[Start of Attachment]
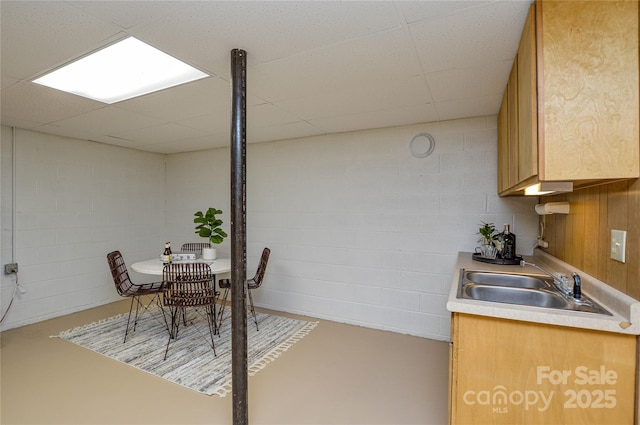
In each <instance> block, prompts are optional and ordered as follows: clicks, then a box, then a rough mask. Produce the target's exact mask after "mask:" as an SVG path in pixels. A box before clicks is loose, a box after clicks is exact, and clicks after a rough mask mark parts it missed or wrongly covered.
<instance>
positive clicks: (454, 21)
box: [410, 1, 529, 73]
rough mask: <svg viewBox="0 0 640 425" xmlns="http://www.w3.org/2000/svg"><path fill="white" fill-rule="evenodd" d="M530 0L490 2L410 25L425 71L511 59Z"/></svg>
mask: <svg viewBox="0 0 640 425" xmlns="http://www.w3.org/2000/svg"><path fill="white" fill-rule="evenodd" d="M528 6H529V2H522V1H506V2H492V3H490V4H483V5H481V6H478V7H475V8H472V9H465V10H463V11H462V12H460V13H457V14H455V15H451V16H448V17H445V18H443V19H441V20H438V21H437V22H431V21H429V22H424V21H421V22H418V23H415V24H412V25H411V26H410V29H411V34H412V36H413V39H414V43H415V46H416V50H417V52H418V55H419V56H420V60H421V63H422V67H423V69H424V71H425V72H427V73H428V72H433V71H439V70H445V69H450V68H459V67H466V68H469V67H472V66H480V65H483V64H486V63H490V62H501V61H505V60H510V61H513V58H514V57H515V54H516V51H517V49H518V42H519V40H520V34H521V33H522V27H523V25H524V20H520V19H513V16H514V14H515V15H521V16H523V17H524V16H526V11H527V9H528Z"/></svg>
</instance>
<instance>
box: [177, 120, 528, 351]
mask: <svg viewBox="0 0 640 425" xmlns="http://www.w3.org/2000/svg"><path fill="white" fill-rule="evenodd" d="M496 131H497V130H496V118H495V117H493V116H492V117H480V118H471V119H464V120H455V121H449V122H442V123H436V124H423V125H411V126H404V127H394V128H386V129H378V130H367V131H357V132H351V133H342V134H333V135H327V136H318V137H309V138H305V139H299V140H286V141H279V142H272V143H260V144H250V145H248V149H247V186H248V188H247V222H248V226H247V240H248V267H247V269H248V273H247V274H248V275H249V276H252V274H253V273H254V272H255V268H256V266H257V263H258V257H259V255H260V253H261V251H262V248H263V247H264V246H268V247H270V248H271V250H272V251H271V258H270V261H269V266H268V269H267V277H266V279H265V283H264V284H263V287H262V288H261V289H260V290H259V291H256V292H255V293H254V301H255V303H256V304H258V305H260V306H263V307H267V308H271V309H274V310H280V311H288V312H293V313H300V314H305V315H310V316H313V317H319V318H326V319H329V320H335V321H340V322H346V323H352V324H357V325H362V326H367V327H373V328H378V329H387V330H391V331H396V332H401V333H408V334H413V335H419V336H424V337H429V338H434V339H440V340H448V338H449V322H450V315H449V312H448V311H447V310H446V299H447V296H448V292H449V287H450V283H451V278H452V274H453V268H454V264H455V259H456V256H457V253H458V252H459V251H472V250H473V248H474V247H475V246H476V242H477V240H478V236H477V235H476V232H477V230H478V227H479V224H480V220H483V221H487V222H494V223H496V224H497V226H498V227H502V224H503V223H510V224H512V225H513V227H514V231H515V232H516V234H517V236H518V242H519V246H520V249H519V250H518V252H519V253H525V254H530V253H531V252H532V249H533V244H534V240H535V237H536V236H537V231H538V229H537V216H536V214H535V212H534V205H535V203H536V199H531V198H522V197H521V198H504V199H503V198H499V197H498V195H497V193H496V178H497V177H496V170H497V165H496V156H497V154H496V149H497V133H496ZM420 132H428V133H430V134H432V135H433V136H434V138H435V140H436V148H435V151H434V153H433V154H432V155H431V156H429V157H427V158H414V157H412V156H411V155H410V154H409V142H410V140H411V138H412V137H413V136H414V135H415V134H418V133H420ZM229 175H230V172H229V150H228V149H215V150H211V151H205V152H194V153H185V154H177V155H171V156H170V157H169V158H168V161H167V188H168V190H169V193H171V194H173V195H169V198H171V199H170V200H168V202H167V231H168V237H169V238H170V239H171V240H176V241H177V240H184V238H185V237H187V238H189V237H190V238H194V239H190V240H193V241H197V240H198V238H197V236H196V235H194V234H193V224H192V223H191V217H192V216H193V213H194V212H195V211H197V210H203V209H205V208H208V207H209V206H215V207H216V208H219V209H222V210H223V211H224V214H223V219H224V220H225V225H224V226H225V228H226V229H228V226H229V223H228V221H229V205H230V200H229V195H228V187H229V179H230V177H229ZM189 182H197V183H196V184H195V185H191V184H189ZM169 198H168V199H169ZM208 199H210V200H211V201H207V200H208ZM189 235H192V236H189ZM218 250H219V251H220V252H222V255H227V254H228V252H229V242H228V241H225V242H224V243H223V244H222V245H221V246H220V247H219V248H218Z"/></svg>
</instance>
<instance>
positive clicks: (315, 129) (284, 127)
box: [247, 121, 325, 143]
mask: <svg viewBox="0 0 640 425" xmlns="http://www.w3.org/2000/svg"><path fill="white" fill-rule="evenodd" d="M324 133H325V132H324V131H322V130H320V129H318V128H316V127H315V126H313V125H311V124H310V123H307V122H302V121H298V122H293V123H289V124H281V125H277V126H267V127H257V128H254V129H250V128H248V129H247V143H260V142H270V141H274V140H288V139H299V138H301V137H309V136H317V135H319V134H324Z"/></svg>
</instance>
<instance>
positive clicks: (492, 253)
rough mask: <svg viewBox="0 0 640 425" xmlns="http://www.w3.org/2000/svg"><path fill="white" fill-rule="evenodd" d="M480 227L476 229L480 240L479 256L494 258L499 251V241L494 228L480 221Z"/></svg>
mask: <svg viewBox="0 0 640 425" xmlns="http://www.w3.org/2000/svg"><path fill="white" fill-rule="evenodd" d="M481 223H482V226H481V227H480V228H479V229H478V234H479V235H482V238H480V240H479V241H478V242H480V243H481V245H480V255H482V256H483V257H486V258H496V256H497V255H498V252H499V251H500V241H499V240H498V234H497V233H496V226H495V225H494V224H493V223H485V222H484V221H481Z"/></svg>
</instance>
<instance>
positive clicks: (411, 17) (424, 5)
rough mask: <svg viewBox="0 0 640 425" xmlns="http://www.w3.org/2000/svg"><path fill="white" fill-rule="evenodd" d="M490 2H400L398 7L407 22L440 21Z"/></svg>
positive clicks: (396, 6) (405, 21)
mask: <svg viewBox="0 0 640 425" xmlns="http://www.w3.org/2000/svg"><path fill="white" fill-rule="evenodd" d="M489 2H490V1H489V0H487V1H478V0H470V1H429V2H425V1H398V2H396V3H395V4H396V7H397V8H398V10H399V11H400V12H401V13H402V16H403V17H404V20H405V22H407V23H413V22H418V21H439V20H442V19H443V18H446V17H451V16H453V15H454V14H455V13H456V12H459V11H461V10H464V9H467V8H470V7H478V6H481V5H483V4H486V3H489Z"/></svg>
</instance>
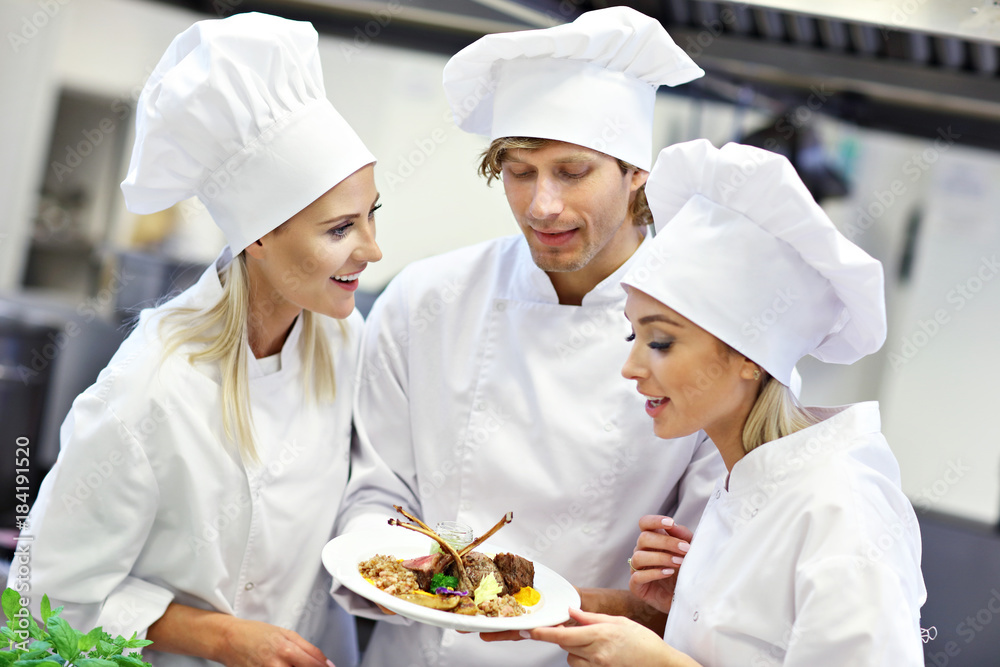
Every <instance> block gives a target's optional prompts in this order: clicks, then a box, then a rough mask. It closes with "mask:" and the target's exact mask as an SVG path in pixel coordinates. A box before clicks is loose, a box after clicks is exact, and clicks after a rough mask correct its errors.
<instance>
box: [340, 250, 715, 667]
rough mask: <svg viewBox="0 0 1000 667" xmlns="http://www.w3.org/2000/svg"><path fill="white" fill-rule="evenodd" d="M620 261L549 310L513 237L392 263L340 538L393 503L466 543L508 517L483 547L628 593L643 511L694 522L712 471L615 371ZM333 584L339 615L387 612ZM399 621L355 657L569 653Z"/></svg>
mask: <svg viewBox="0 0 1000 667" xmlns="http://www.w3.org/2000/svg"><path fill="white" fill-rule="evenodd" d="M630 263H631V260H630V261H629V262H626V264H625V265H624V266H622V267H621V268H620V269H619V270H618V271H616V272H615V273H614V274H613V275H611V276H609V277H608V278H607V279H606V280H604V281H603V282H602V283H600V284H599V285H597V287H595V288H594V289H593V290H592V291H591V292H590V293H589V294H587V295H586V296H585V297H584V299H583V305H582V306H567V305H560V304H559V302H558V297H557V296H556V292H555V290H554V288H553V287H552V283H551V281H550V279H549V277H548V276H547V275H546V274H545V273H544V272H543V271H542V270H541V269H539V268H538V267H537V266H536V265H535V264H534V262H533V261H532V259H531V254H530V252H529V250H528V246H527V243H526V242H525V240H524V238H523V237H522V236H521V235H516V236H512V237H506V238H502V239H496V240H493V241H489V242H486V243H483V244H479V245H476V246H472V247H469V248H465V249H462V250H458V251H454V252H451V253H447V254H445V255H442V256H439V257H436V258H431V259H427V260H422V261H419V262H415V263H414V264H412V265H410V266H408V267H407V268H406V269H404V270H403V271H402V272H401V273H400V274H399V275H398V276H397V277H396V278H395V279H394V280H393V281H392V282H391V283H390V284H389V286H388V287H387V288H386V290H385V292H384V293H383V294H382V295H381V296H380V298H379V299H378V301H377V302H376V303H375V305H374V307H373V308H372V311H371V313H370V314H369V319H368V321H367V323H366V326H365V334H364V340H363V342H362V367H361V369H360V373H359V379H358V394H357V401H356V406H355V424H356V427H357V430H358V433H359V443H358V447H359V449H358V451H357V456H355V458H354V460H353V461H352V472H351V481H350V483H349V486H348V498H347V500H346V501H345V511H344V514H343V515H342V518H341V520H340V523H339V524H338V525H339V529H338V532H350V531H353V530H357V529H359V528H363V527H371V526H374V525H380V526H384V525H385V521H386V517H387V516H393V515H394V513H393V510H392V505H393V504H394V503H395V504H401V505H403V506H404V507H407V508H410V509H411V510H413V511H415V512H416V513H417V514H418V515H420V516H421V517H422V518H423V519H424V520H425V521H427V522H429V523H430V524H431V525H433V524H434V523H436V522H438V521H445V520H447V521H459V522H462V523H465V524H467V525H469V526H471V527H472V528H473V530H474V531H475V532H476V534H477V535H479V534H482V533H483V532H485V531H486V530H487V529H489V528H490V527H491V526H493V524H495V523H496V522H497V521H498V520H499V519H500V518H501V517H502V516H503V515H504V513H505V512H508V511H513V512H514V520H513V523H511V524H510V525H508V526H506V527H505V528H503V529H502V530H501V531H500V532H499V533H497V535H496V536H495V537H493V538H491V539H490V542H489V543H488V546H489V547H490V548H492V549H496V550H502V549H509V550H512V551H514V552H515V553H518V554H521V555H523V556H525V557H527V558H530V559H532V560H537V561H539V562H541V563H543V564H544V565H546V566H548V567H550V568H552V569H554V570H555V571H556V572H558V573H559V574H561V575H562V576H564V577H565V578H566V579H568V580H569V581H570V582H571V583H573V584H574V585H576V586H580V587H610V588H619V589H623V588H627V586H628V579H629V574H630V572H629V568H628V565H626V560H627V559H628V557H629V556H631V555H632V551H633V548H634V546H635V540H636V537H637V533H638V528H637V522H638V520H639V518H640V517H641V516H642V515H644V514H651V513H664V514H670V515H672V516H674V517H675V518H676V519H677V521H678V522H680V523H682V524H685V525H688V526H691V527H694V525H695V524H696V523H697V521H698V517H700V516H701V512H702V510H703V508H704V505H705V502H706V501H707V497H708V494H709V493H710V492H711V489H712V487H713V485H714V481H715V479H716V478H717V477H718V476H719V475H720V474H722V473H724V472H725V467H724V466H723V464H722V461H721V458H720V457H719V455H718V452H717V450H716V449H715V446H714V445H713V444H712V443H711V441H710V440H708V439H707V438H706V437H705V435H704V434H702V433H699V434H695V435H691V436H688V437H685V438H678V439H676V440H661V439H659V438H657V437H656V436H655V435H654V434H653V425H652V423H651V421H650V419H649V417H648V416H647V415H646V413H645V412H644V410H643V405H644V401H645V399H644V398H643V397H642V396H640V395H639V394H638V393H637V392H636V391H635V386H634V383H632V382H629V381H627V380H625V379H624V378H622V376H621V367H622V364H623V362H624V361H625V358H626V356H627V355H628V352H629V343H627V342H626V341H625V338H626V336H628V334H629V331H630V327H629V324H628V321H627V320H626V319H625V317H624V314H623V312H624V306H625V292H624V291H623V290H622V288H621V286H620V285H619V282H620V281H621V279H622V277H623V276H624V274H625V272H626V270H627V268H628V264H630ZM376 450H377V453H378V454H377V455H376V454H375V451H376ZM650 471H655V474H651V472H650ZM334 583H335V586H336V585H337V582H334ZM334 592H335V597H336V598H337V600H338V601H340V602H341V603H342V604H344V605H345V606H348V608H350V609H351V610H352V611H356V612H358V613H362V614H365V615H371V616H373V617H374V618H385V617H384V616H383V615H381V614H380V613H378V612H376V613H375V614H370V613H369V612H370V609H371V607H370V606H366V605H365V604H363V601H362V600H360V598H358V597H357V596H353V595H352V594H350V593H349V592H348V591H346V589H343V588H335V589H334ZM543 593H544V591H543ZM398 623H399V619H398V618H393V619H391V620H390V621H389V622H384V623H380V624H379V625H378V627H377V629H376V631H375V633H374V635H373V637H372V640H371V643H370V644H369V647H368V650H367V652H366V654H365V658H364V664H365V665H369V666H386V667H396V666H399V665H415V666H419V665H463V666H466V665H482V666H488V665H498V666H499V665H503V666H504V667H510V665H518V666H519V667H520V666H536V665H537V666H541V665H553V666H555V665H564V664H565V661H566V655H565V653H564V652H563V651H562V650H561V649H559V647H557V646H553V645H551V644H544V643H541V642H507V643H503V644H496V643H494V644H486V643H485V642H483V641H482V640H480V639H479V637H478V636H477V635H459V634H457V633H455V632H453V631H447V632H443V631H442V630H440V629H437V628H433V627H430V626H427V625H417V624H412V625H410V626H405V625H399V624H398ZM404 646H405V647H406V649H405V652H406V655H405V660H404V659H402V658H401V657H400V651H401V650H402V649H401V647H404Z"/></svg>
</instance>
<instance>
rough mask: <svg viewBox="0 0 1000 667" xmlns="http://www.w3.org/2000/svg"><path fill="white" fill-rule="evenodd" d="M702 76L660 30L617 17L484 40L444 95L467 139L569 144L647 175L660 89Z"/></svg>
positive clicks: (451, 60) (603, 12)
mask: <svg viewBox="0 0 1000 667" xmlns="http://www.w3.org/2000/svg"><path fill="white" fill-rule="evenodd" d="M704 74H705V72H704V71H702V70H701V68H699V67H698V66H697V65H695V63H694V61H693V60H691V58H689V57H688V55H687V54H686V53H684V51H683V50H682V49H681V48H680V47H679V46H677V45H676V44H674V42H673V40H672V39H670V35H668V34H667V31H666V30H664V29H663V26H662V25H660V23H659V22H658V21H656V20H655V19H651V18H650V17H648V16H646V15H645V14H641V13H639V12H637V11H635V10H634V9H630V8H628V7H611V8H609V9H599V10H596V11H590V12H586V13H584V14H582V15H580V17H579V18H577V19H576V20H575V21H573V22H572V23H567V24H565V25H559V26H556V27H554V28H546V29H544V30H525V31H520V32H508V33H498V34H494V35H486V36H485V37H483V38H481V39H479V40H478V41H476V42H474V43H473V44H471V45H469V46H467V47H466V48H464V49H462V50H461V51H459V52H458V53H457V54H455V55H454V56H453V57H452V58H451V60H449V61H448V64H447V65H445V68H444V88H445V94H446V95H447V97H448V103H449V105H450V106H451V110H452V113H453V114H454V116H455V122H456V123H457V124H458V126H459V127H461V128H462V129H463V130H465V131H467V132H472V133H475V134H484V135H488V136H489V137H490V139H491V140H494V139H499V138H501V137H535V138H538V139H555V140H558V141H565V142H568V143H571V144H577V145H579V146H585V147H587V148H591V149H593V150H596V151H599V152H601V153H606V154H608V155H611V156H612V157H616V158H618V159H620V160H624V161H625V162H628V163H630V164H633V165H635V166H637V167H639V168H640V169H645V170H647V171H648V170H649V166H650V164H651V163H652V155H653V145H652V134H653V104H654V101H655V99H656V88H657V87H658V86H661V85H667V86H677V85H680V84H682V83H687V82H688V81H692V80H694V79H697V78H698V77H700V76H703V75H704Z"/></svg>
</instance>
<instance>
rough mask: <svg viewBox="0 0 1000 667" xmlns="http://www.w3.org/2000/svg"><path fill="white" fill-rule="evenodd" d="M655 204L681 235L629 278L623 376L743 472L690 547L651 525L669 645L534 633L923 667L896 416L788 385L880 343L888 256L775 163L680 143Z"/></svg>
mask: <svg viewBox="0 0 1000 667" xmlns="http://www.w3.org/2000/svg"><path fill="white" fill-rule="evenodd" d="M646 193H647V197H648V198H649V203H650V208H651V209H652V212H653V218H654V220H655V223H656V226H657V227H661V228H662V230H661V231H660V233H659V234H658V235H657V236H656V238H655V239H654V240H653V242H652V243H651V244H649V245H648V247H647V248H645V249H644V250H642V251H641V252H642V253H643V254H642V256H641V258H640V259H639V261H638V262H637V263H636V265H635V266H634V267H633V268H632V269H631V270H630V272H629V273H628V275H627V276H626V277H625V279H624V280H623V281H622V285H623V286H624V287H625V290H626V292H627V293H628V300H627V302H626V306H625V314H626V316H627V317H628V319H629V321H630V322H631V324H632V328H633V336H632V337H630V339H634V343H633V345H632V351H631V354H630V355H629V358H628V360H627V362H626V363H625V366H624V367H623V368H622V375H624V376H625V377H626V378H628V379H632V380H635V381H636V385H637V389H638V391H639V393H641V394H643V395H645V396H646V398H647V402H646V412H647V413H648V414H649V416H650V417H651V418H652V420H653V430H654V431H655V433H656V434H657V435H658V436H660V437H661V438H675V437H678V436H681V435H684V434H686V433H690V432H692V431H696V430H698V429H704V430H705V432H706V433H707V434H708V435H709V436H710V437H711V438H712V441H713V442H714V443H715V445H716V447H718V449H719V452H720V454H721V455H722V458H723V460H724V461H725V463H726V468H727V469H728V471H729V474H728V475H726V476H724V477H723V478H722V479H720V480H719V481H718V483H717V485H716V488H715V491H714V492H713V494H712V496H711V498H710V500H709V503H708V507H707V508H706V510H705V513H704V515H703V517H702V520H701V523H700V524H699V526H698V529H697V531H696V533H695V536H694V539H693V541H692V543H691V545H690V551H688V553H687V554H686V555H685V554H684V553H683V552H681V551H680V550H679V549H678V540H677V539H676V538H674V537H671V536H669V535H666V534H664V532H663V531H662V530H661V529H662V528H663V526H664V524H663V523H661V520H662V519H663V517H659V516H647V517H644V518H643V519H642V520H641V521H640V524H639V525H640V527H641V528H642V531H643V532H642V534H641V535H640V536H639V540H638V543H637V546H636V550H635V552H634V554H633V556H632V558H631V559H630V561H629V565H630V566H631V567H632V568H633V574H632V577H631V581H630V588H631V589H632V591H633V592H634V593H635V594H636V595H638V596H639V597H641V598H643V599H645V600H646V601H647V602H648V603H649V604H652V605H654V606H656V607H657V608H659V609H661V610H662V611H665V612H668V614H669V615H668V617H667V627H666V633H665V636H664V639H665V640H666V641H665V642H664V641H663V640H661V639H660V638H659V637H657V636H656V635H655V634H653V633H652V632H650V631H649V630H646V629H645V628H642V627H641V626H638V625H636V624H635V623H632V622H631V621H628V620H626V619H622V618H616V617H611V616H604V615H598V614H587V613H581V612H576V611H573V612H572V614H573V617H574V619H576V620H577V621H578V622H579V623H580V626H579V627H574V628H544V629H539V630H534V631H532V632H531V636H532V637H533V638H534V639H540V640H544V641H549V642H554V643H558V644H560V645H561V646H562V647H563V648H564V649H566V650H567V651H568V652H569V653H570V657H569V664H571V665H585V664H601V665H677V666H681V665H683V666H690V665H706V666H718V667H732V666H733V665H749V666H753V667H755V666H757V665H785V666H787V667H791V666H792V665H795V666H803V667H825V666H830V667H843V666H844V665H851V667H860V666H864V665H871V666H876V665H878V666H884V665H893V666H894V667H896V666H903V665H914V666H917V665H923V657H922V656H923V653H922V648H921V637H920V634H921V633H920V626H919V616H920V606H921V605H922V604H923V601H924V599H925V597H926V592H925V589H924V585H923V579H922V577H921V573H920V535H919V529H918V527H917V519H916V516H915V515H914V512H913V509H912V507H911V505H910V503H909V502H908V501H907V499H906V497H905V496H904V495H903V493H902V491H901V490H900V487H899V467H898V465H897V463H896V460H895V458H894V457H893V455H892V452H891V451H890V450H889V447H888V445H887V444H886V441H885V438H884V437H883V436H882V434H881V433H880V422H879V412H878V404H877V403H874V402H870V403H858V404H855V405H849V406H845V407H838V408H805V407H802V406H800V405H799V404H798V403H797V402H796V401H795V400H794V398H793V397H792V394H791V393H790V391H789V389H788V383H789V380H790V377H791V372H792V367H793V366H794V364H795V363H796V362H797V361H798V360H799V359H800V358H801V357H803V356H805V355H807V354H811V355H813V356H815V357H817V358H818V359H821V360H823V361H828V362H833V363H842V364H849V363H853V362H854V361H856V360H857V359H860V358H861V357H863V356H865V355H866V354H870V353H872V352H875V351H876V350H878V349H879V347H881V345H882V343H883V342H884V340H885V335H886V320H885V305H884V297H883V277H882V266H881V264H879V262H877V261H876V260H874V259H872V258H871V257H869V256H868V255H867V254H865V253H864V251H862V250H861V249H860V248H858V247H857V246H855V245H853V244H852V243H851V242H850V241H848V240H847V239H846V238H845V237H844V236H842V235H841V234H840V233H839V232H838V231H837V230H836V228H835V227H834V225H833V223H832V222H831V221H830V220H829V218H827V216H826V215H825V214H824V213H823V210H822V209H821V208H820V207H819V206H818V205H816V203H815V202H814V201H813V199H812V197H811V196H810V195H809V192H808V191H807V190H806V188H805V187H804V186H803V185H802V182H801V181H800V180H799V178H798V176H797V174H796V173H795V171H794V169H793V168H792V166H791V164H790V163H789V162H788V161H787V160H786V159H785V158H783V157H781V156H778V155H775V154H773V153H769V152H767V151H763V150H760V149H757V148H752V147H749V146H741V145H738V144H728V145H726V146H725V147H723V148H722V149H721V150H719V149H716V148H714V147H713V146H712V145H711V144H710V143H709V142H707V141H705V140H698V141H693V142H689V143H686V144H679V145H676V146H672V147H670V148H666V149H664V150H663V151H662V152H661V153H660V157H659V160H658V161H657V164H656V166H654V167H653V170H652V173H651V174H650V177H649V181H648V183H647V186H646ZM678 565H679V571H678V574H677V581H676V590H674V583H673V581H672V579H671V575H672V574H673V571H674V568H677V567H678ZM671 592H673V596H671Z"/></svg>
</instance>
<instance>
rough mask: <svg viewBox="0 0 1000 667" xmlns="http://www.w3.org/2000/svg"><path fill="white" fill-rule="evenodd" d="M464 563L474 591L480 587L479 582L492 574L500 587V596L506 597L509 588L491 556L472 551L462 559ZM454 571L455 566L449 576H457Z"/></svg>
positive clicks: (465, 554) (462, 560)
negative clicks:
[End of Attachment]
DIRECTIONS FOR THIS TASK:
Convert the rows, starting at the beginning and ending at the line that contains "box: [410, 1, 529, 73]", into a JSON list of strings with one string per line and no blank lines. Leave out the pictures.

RESPONSE BELOW:
[
  "In each <instance> block, prompts are optional and ordered as follows: clicks, then a box, then a rough mask. Produce the target's exact mask after \"mask:\" as an SVG path in pixels. A box before clicks is loose, a box after clicks is exact, and clicks after a rough mask mark parts it missed or wrongly covered.",
  "<instance>",
  "positive clicks: (454, 21)",
  "box: [410, 1, 529, 73]"
]